TO DO:
a: According to the criminology course description, which subjects does the course combine?
b: Continue the criminology course description, starting after its last sentence.

[[ EXTRACT open ]]

Criminology is a course that combines the subjects of psychology, law, politics and forensic science to form a discipline of its own.
Students will be exploring the causes of criminal behaviour, attitudes to crime, criminal investigations and the wider social and psychological aspects of crime. By studying the underlying causes of crime, we potentially develop solutions. Part of this is exploring ways to rehabilitate the criminal. You will explore theories of criminality and use them to analyse criminal scenarios and put forward possible ways of improving society’s response to crime, hence reducing it.
Learners will discover how and why different people in a variety of circumstances commit crime and how the criminal justice system deals with these people. Have you ever wondered why people from different groups in society get different sentences for the same crimes? Have you ever thought about why two people from utterly different backgrounds are tempted to commit similar crimes? Is crime dictated by genetics or upbringing? These topics and more are covered in this Diploma in Criminology. If you have any interest in the inner workings of the darker side of our society and would like to complete any further education or employment in the criminal justice sector then this course is invaluable for you.
Students will study four units across the two years
Unit 1- Changing awareness of crime; learners develop an understanding of different types of crime, influences on perceptions of crime and why some crimes are unreported. Knowing about the wide range of different crimes and the reasons people have for not reporting such crimes provides an understanding of the complexity of behaviours and the social implications of such crimes.

[[ EXTRACT closed ]]
[[ PROVIDED DATA open ]]

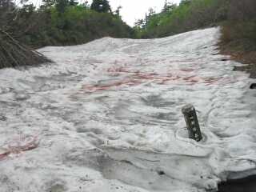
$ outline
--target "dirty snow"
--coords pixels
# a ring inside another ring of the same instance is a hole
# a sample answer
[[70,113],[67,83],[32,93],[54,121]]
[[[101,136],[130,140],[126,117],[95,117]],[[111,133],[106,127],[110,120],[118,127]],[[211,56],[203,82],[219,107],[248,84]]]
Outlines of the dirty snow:
[[0,191],[203,192],[254,174],[255,92],[218,54],[219,35],[105,38],[39,50],[54,64],[1,70]]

[[ PROVIDED DATA closed ]]

RESPONSES:
a: Psychology, law, politics and forensic science.

b:
Unit 2- Criminology theories enables learners to gain an understanding of why people commit crime, drawing on previous understanding. Learners explore the difference between criminal behavior and deviance and the theories behind why people commit crime.
Unit 3- Crime scene courtroom provides learners with an understanding of the criminal justice system from the moment a crime has been identified to the verdict.
Unit 4- Crime and punishment, learners apply their understanding of the awareness of criminality, criminological theories and the process of bringing an accused to court in order to evaluate the effectiveness of social control to deliver criminal justice policy.
Unit - Changing awareness of crime - Internal assessment assignment
Unit - Criminology theories - Exam (90 minutes)
Unit - Crime scene in the courtroom - Internal assessment assignment
Unit - Crime and punishment - Exam (90 minutes)
Minimum of five 9-4 grades in GCSE examinations, including English and Mathematics.